The task:
What is needed is an exact repeat of the lines from the one holding "Category: iron fence" through the final line of the data, with no pictures.

### Record extracts ###

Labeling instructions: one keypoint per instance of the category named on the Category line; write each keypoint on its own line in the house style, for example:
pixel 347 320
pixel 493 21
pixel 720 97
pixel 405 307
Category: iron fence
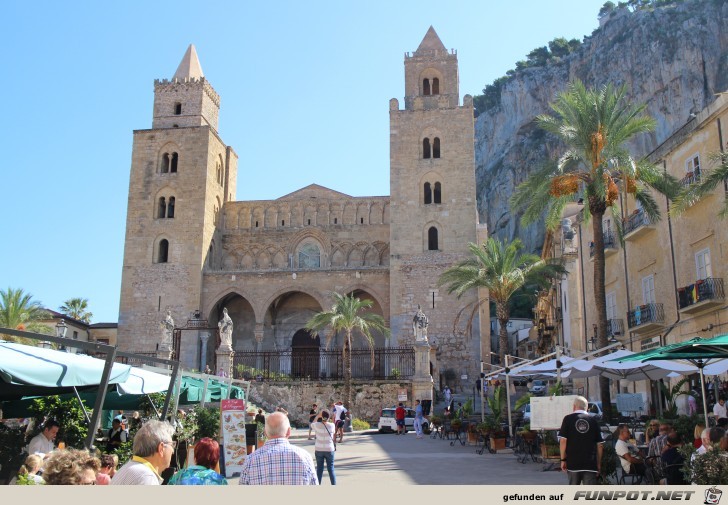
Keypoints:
pixel 323 364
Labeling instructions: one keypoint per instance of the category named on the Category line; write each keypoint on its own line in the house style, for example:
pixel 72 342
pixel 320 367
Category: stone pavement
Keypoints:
pixel 363 456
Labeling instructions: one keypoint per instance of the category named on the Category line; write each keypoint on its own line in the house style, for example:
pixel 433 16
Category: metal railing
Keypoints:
pixel 321 364
pixel 700 291
pixel 615 326
pixel 610 242
pixel 636 220
pixel 648 313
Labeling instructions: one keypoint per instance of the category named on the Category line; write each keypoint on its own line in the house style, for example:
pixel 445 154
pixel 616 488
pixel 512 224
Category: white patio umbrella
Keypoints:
pixel 606 366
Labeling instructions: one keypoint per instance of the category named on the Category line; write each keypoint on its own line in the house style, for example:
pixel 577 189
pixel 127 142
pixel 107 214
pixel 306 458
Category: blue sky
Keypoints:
pixel 304 86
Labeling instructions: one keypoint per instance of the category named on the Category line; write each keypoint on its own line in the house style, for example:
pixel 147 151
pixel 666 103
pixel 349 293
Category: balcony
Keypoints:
pixel 615 327
pixel 702 295
pixel 637 224
pixel 691 178
pixel 610 245
pixel 646 318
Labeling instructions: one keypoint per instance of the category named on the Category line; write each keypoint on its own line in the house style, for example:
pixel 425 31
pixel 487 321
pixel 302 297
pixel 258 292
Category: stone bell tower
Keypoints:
pixel 433 202
pixel 181 175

###

Answer space:
Category: iron fence
Keypoints:
pixel 323 364
Labeling instructions: one keypoint per instance of the category named on the Category line; write each keypoint on its own line in the house style, for example:
pixel 72 342
pixel 320 367
Category: stone pavement
Keypoints:
pixel 363 456
Labeling instructions: one keypoint per instance of the category named on the Category line; write each keypoint on its own line in the house style, for example:
pixel 433 16
Category: metal railing
Keypoints:
pixel 321 364
pixel 700 291
pixel 615 326
pixel 610 242
pixel 636 220
pixel 648 313
Labeling instructions: one keypoint per instance of the category named on the Category line; write each keypoint on its own line in the house style, for example:
pixel 445 154
pixel 616 488
pixel 512 224
Category: white patio umbrella
Keypoints:
pixel 606 366
Labeling instructions: one keypoint per instance of the category named on the Category line; write each keypoint on its own line in the house style, for example:
pixel 577 189
pixel 127 142
pixel 107 214
pixel 306 458
Category: blue sky
Keypoints:
pixel 304 86
Labeling instructions: one keypoint per instance of the category named on the Category line; write each keypoint on its own line in the house style, for example:
pixel 147 151
pixel 666 103
pixel 349 293
Category: balcony
Keypoints:
pixel 615 327
pixel 702 295
pixel 637 224
pixel 691 178
pixel 610 245
pixel 646 318
Labeling instructions: one keypoint per instance of the category named on the Category line; write each keypoint on its own line in the house style, for example:
pixel 425 31
pixel 487 321
pixel 302 297
pixel 258 292
Category: stone bell tower
Keypoints:
pixel 433 202
pixel 181 175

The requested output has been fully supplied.